◆ TASK BRIEF: After locating the line with "Label a point on each instance of the woman in white" in the entries below, set down exactly that line and each one after it to the end, skipping pictures.

┌──

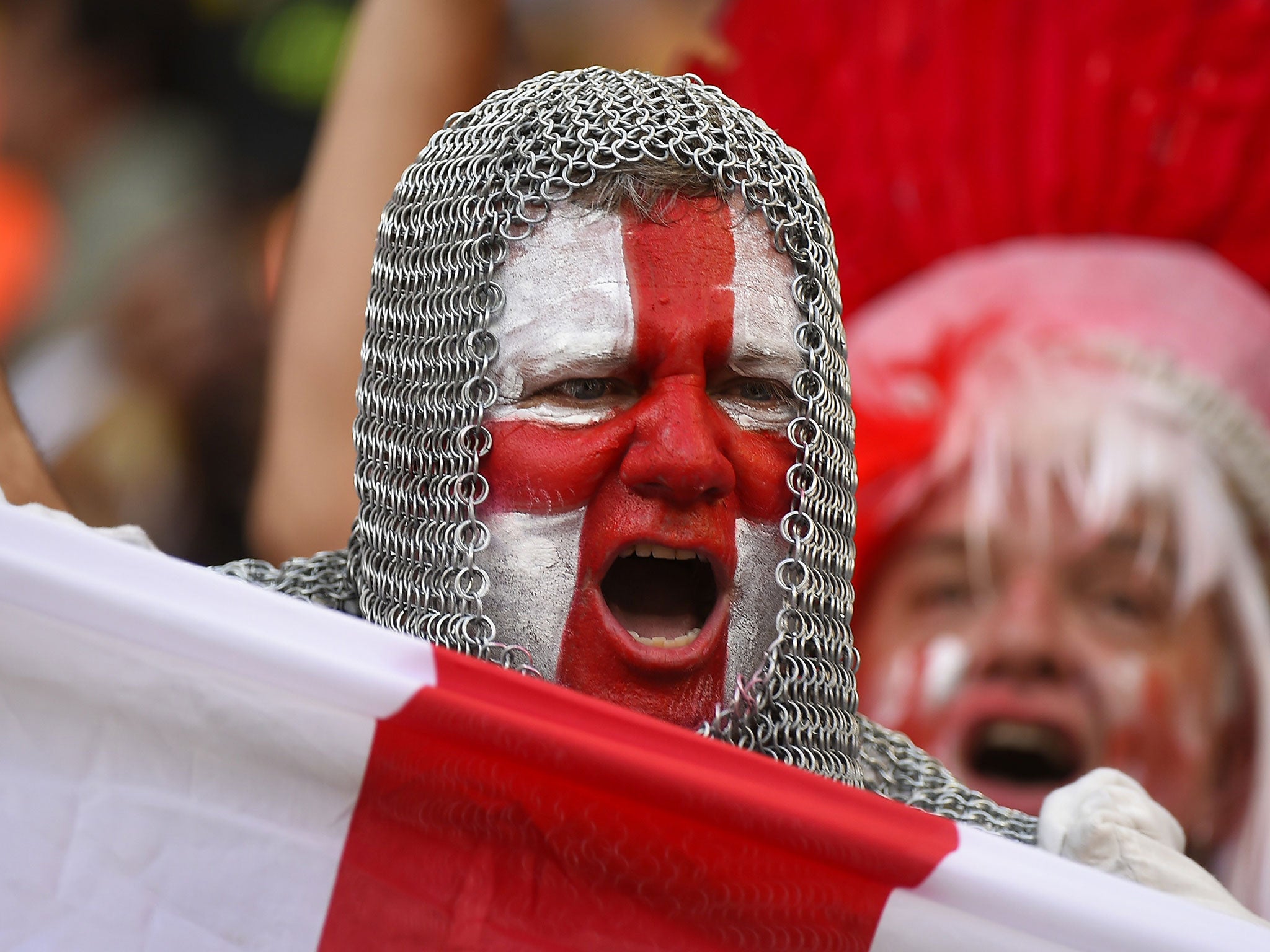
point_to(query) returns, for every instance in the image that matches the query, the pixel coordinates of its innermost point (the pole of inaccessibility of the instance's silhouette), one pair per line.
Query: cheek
(913, 681)
(761, 461)
(533, 566)
(536, 469)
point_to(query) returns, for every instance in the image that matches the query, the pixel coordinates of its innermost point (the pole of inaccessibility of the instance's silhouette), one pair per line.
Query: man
(590, 454)
(1060, 553)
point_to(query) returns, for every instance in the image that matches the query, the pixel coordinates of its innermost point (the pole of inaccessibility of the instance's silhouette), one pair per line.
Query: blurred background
(151, 152)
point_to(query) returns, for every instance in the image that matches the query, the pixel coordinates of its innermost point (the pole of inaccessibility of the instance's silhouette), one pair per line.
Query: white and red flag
(189, 763)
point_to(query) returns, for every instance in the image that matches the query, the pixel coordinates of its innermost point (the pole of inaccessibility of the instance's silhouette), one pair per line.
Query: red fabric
(504, 813)
(938, 126)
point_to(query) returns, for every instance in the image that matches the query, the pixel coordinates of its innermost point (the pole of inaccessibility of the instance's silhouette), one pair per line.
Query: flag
(190, 763)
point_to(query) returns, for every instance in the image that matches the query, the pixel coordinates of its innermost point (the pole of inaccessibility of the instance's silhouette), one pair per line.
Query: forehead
(571, 310)
(1044, 524)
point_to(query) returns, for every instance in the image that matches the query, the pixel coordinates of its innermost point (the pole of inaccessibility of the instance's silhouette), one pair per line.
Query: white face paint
(763, 320)
(1123, 679)
(756, 601)
(533, 566)
(945, 666)
(568, 312)
(569, 315)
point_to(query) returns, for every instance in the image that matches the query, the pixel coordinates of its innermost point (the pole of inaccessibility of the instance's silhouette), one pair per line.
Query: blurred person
(143, 318)
(1060, 560)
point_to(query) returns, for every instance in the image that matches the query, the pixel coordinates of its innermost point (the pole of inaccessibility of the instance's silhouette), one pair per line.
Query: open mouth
(660, 596)
(1024, 753)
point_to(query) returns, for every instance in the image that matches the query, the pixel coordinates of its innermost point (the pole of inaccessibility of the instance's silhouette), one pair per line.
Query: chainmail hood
(487, 180)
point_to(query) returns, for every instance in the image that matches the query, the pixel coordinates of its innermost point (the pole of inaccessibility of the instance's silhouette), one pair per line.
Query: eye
(580, 400)
(756, 402)
(757, 391)
(586, 390)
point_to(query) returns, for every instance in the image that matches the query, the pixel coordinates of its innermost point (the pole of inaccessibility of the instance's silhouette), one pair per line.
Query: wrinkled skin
(643, 379)
(1049, 654)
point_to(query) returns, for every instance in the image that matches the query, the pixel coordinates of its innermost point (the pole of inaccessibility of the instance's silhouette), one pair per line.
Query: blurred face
(1047, 654)
(639, 452)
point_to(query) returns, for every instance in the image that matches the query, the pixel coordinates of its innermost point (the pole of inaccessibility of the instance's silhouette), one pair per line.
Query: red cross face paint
(638, 466)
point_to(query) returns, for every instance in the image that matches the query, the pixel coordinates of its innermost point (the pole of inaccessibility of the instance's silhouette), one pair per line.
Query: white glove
(133, 535)
(1109, 822)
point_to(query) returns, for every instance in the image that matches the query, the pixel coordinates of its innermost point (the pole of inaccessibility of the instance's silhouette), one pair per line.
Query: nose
(1024, 633)
(676, 454)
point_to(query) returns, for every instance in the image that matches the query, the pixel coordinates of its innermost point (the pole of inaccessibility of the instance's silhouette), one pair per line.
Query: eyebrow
(1128, 542)
(751, 358)
(939, 544)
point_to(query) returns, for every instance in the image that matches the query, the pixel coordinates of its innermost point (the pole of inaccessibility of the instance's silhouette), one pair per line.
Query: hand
(1108, 821)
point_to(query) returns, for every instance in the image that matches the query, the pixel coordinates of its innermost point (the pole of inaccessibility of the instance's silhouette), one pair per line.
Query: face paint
(533, 563)
(1071, 659)
(662, 430)
(943, 669)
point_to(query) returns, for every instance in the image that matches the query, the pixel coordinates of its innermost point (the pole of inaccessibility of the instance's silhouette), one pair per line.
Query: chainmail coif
(484, 182)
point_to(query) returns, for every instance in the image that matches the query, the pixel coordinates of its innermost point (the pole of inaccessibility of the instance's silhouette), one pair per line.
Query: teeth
(649, 550)
(658, 641)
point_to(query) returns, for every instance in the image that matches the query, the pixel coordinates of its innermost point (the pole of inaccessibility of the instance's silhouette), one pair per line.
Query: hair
(649, 188)
(1033, 423)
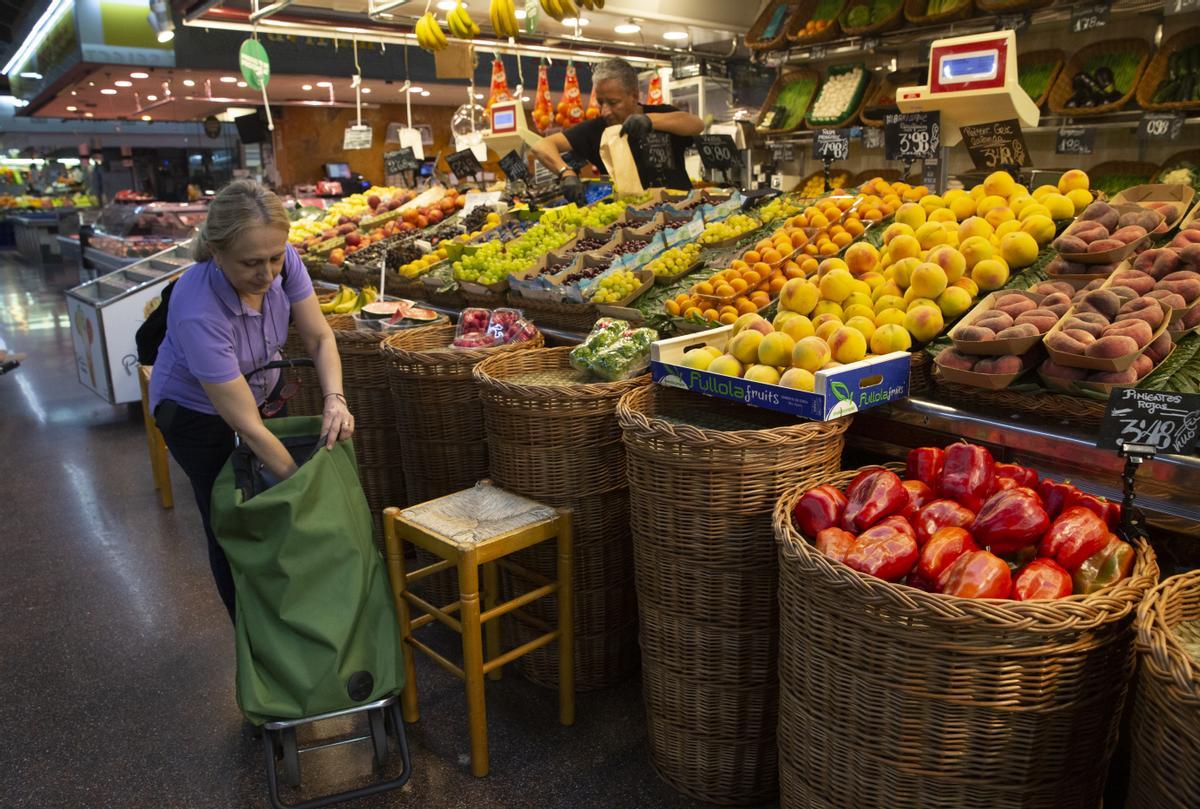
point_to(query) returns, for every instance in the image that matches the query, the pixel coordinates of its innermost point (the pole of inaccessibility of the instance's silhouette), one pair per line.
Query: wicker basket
(916, 12)
(893, 696)
(703, 477)
(1053, 55)
(552, 436)
(755, 40)
(438, 421)
(1165, 723)
(1157, 71)
(1062, 89)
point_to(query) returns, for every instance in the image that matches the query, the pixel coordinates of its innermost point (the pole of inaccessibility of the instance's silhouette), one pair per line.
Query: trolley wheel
(378, 736)
(291, 756)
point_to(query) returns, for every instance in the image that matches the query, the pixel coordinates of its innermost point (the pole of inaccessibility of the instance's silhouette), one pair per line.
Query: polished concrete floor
(117, 657)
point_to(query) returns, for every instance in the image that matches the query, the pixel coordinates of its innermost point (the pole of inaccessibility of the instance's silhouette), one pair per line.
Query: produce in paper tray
(963, 525)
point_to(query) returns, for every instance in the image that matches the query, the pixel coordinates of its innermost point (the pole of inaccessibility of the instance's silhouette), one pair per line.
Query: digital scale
(972, 79)
(509, 130)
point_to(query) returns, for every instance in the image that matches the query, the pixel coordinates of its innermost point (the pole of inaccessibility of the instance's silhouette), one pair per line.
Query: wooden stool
(471, 529)
(159, 463)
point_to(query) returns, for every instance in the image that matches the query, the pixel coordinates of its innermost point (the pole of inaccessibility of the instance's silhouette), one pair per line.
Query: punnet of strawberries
(964, 525)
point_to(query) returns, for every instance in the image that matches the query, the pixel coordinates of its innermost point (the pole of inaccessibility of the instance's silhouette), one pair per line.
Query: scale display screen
(970, 67)
(504, 119)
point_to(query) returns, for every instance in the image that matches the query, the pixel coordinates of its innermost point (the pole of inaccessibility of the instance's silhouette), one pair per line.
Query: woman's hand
(336, 423)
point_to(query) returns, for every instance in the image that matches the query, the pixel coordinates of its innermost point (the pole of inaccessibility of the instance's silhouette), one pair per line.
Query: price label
(1089, 17)
(463, 163)
(912, 136)
(717, 151)
(357, 137)
(574, 161)
(996, 145)
(1164, 420)
(514, 166)
(1180, 6)
(402, 160)
(831, 145)
(1161, 126)
(1075, 141)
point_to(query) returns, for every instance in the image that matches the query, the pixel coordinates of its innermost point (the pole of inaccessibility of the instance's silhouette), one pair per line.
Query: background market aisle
(117, 658)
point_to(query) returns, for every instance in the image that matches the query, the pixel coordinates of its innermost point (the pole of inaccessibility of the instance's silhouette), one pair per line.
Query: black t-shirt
(659, 155)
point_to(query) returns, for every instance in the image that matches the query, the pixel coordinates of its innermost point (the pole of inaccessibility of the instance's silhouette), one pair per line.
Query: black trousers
(201, 444)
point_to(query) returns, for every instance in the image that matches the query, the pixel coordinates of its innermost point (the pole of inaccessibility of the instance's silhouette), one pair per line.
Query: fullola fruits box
(838, 391)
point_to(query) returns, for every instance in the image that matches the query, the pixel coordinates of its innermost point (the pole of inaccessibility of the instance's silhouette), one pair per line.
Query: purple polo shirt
(213, 336)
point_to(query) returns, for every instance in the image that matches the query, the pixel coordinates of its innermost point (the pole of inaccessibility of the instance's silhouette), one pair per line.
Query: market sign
(1162, 420)
(256, 67)
(1000, 144)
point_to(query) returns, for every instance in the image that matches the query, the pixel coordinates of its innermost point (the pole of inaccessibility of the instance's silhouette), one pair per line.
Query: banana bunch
(559, 9)
(429, 34)
(461, 24)
(504, 18)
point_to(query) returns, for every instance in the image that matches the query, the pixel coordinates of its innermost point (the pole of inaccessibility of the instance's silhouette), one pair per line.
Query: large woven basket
(891, 696)
(703, 478)
(552, 436)
(438, 421)
(1165, 745)
(369, 396)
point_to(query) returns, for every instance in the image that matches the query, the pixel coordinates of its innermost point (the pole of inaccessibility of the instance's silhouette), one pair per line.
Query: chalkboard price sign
(515, 166)
(996, 145)
(1167, 421)
(402, 160)
(717, 151)
(463, 163)
(1075, 141)
(831, 145)
(912, 136)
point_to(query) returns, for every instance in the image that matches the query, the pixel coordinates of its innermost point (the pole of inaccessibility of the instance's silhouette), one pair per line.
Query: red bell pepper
(967, 475)
(1011, 520)
(1073, 537)
(835, 543)
(885, 552)
(1023, 475)
(918, 495)
(1054, 495)
(1096, 503)
(873, 497)
(1042, 579)
(925, 465)
(939, 514)
(817, 509)
(942, 549)
(977, 574)
(1103, 568)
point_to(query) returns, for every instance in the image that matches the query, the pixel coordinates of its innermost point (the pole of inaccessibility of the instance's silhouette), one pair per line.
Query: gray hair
(616, 70)
(240, 205)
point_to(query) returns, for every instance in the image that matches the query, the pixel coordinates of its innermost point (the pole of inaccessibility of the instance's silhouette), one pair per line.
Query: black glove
(635, 126)
(573, 190)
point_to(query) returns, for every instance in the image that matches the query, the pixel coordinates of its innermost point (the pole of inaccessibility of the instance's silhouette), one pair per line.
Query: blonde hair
(238, 207)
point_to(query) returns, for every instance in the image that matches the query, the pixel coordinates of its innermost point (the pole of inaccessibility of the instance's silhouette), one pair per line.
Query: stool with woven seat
(472, 532)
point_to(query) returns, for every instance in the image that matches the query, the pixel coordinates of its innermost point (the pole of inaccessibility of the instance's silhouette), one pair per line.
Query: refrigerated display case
(106, 313)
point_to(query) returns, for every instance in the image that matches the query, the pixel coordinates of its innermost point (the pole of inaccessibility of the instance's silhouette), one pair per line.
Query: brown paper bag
(618, 159)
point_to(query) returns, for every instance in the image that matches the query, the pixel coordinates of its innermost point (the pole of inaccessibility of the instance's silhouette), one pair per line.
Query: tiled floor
(117, 658)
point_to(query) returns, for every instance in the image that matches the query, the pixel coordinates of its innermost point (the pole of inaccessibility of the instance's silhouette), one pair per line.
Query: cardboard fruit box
(838, 391)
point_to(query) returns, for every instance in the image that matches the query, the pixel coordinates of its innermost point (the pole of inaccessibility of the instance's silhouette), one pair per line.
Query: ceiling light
(161, 21)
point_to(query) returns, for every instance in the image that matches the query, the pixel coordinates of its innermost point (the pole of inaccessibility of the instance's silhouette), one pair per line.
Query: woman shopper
(227, 317)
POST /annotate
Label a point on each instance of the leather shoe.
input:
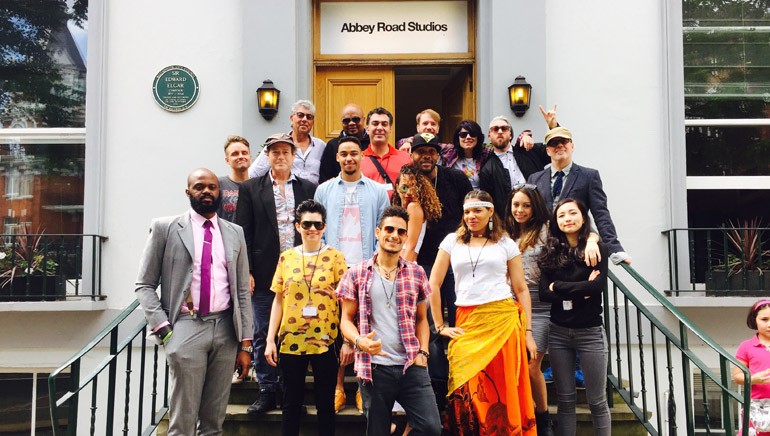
(359, 402)
(339, 399)
(264, 403)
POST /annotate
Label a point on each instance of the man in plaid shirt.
(388, 296)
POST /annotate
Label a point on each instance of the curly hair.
(494, 235)
(527, 233)
(426, 193)
(557, 253)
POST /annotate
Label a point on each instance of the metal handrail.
(77, 384)
(627, 317)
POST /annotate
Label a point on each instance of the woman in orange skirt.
(488, 373)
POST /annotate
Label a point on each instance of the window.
(42, 114)
(727, 106)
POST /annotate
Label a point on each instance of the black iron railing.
(123, 405)
(720, 261)
(50, 267)
(659, 368)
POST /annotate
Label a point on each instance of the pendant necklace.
(388, 298)
(474, 265)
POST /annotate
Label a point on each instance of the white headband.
(478, 204)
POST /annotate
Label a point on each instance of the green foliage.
(29, 76)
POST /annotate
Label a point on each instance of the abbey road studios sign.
(176, 88)
(394, 27)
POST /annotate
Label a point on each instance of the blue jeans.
(411, 389)
(261, 303)
(563, 345)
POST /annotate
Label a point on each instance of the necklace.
(388, 298)
(474, 265)
(384, 272)
(315, 265)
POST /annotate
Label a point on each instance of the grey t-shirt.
(229, 191)
(384, 320)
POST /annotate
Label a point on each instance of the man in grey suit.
(204, 310)
(566, 179)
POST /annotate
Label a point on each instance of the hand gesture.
(371, 345)
(271, 353)
(346, 355)
(549, 116)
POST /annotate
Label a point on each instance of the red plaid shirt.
(411, 288)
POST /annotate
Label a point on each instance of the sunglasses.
(319, 225)
(302, 115)
(557, 142)
(390, 229)
(524, 185)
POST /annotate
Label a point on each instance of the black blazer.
(582, 184)
(256, 214)
(494, 178)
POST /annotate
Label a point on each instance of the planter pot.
(720, 283)
(33, 288)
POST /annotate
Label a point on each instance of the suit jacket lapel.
(573, 176)
(268, 201)
(185, 234)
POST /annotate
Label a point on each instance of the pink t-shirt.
(757, 359)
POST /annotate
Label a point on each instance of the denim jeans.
(411, 389)
(293, 369)
(261, 303)
(563, 345)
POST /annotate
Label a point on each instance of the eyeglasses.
(390, 229)
(524, 185)
(302, 115)
(319, 225)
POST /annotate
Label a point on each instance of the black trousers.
(293, 369)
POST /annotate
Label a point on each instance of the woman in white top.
(488, 375)
(416, 194)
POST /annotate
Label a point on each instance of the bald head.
(353, 120)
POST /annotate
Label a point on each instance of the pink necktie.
(205, 297)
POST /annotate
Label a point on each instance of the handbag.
(759, 414)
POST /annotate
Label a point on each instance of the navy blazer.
(256, 214)
(583, 184)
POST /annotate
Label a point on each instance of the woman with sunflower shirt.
(305, 319)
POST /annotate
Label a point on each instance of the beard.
(202, 208)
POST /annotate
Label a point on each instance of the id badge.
(310, 311)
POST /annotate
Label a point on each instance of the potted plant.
(27, 270)
(746, 262)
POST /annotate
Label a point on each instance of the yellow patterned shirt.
(311, 319)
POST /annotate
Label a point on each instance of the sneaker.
(264, 403)
(339, 399)
(359, 402)
(236, 378)
(579, 380)
(548, 375)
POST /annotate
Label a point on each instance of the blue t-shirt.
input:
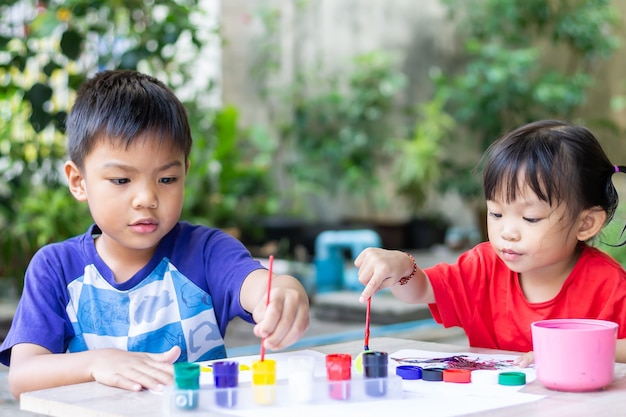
(185, 296)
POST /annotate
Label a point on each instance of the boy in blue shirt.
(140, 289)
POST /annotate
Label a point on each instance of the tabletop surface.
(94, 399)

└──

◆ WORKED SOLUTION:
Label a point on each instance of the woman in white top.
(488, 375)
(416, 194)
POST /annotate
Label a point on each instance of the bald head.
(353, 120)
POST /annotate
Label a point on each instance of the pink necktie.
(205, 297)
POST /annotate
Label a point on each instance of the handbag.
(759, 414)
POST /annotate
Label a point on each instance of the navy blazer.
(256, 214)
(583, 184)
POST /annotate
Label a point on each instance of the woman with sunflower shirt.
(305, 319)
POST /annotate
Label a point on each instance of the beard.
(202, 208)
POST /annotate
Label a point on each instance of the id badge.
(310, 311)
POST /annotate
Label a point on each instance of the potted plant.
(27, 270)
(746, 262)
POST /annotate
Label a point on each instance of the yellow patterned shirt.
(311, 319)
POST /annotate
Label a point on each instance of the sneaker.
(264, 403)
(339, 399)
(359, 402)
(236, 378)
(579, 380)
(548, 375)
POST /annotate
Label a point on each instance of the blue t-shirt.
input:
(185, 296)
POST /annotate
Label a point on each instance of the boy in blue shirt.
(140, 289)
POST /annotate
Label a point on each instance of the tabletop surface.
(94, 399)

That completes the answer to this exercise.